▸ **What is expected**:
Count the lines in the items below that contain the string "tree". Reply with only that number.

— Start Exercise data —

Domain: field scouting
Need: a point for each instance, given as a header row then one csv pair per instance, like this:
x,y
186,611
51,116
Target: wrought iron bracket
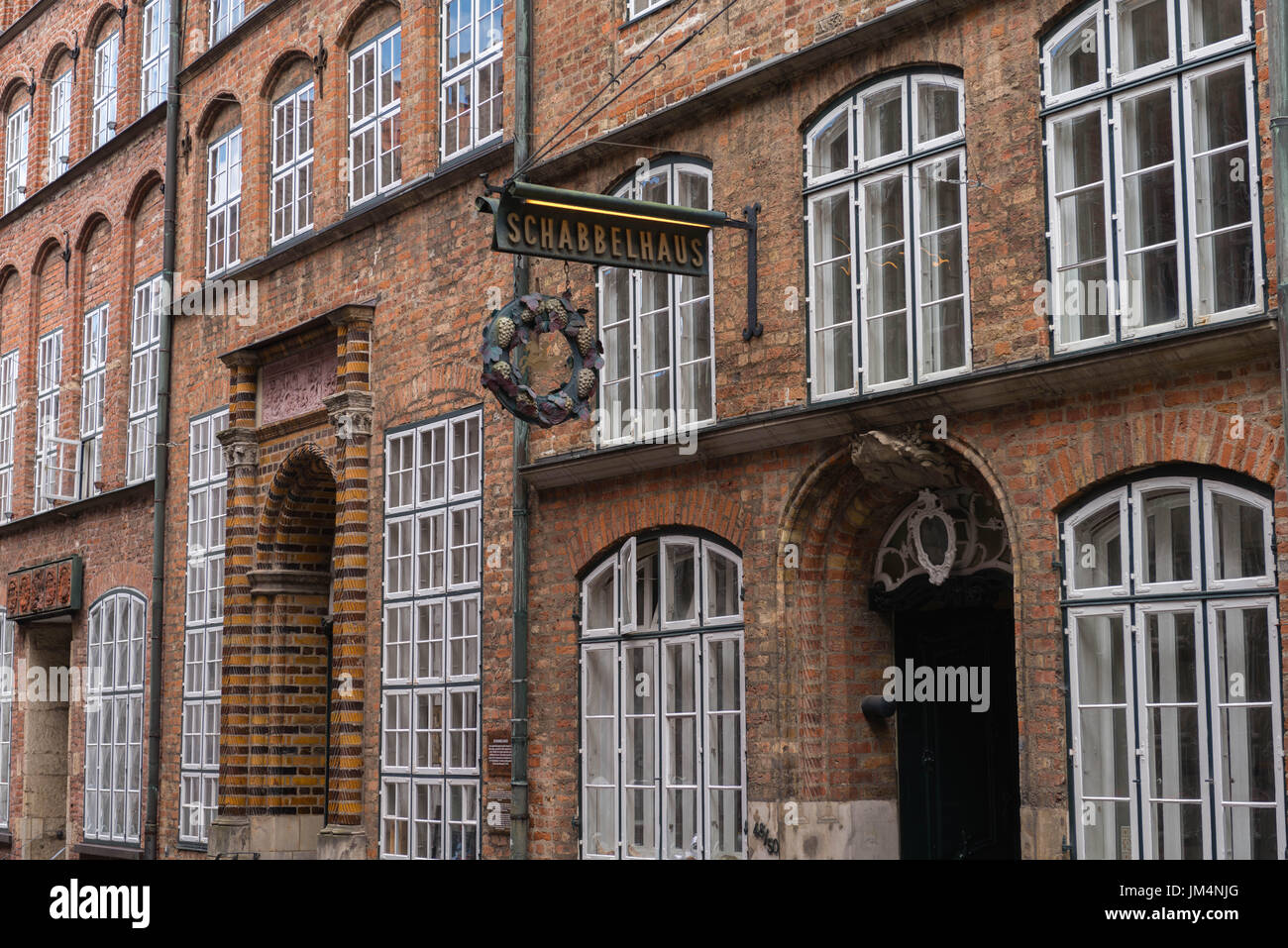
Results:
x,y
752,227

— End Exercise data —
— Start Exercise data —

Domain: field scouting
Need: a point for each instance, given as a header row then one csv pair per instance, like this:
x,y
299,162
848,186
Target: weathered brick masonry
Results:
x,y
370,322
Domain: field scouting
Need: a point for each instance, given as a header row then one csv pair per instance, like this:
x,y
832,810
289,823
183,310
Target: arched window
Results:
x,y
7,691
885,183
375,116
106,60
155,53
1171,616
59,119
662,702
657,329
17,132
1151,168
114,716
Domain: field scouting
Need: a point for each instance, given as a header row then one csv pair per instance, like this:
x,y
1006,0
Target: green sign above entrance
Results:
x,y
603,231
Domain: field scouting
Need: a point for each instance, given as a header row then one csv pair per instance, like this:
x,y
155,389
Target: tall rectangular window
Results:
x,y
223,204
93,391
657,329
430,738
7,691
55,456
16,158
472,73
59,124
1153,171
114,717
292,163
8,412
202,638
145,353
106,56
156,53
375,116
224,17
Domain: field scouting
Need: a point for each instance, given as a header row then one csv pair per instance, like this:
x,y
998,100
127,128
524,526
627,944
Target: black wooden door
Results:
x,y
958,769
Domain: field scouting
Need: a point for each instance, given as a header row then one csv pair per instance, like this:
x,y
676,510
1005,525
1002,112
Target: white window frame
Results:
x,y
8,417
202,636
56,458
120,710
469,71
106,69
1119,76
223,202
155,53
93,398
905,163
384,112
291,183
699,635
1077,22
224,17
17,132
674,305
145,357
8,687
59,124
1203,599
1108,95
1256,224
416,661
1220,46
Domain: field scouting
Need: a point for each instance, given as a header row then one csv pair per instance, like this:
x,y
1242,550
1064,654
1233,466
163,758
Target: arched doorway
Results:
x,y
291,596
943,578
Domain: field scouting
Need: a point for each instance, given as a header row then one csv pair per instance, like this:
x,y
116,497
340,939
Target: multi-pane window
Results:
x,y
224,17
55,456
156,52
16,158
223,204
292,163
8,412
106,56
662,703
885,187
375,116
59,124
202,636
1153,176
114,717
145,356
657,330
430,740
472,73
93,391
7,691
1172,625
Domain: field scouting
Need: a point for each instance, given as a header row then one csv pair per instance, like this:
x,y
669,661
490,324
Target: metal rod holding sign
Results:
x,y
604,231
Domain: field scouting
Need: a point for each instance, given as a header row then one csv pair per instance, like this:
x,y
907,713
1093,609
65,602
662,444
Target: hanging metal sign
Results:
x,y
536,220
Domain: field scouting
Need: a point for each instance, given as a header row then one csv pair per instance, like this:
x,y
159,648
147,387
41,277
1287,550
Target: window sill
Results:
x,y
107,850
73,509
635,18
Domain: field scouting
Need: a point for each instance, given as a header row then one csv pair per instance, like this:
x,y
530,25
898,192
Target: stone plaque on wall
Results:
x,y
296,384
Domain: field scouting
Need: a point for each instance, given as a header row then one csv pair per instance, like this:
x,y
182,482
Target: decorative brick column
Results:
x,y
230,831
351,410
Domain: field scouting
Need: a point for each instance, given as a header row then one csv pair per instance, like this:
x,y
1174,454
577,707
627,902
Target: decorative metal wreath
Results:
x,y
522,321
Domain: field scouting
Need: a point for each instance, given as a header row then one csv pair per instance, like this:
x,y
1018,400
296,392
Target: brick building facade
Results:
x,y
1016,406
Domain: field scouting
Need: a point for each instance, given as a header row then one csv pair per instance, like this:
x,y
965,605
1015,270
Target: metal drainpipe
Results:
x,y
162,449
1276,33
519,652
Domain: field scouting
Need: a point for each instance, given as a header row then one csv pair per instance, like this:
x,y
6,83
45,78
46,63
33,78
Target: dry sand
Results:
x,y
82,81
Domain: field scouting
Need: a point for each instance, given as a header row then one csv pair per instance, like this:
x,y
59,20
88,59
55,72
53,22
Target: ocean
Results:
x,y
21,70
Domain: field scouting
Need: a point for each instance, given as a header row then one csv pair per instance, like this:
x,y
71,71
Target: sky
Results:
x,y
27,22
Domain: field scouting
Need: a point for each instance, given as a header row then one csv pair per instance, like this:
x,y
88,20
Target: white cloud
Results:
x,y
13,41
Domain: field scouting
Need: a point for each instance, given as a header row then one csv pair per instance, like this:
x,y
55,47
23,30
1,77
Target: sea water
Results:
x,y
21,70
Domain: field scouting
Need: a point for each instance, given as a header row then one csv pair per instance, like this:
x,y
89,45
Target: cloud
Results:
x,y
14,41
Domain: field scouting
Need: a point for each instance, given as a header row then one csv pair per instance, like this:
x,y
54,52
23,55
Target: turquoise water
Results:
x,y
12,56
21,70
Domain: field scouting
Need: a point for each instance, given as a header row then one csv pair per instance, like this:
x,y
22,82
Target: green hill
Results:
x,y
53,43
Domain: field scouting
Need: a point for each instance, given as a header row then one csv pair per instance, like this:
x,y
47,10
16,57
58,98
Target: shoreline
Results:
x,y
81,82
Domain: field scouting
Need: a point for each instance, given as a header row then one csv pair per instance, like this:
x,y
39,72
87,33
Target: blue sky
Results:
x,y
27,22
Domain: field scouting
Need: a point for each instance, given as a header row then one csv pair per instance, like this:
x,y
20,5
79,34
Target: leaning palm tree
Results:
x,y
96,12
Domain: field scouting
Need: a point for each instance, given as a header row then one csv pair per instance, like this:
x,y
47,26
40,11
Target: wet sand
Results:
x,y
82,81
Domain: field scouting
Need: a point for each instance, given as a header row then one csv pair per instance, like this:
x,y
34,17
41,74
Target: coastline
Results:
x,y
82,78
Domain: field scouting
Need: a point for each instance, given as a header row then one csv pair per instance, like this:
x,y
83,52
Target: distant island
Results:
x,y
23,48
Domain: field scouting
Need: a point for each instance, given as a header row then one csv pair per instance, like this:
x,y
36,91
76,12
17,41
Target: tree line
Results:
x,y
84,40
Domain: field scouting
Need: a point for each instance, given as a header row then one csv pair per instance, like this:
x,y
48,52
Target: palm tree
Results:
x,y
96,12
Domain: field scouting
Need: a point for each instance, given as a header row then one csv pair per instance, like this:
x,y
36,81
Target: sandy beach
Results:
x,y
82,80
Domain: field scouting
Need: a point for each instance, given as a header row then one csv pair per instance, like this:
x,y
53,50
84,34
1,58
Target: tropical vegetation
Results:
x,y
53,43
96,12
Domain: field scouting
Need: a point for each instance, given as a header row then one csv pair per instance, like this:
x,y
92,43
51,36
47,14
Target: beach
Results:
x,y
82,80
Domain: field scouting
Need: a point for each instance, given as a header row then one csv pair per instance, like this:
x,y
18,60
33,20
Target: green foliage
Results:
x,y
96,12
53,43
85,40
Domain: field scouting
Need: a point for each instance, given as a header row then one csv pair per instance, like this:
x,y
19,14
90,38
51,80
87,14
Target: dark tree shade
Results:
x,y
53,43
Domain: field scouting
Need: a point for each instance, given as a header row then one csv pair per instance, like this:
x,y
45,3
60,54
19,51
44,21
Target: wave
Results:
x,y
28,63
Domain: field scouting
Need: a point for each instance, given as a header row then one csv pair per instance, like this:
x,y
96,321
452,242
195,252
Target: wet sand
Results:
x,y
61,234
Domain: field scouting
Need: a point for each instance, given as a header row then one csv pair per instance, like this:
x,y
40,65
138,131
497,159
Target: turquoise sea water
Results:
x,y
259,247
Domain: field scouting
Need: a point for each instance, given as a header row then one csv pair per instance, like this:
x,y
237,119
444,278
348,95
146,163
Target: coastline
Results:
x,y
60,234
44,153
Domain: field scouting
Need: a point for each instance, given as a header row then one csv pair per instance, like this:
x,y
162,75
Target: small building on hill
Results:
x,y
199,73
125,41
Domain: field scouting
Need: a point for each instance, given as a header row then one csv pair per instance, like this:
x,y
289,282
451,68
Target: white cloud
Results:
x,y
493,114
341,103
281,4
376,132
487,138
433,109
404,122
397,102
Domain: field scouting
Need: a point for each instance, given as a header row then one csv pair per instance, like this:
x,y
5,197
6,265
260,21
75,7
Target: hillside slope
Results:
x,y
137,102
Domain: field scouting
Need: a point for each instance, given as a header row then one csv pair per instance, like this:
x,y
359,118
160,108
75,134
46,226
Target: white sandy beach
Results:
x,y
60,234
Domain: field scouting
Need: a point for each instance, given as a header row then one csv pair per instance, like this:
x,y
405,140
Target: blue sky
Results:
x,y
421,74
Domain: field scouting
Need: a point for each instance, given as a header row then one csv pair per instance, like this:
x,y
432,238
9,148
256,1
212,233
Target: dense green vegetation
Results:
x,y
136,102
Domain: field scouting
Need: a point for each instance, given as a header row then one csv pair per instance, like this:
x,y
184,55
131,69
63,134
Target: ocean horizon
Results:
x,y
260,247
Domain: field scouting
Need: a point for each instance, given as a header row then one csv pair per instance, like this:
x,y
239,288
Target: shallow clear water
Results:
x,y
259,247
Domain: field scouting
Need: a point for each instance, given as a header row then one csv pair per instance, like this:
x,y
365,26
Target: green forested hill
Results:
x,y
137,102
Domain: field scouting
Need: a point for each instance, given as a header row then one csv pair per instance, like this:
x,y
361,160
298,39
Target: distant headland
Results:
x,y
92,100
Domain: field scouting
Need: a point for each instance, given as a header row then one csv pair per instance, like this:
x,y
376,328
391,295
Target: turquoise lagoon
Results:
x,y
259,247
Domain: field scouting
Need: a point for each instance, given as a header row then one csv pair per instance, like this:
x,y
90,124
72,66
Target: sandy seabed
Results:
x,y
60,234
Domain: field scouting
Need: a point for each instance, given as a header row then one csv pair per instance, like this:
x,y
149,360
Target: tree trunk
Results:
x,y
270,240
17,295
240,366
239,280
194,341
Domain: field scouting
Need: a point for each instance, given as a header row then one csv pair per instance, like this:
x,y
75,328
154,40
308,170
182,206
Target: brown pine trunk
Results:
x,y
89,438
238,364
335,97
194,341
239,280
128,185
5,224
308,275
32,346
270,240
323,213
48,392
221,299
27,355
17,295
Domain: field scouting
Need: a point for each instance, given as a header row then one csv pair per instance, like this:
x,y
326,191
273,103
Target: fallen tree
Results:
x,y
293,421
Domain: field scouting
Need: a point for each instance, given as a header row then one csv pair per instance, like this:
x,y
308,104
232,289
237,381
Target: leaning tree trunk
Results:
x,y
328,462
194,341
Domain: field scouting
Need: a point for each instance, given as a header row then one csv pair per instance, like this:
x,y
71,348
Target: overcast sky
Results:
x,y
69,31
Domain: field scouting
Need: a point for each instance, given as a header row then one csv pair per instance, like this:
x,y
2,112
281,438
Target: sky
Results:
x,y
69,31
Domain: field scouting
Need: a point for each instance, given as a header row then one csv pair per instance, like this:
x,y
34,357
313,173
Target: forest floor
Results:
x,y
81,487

— End Exercise data —

▸ **The solution**:
7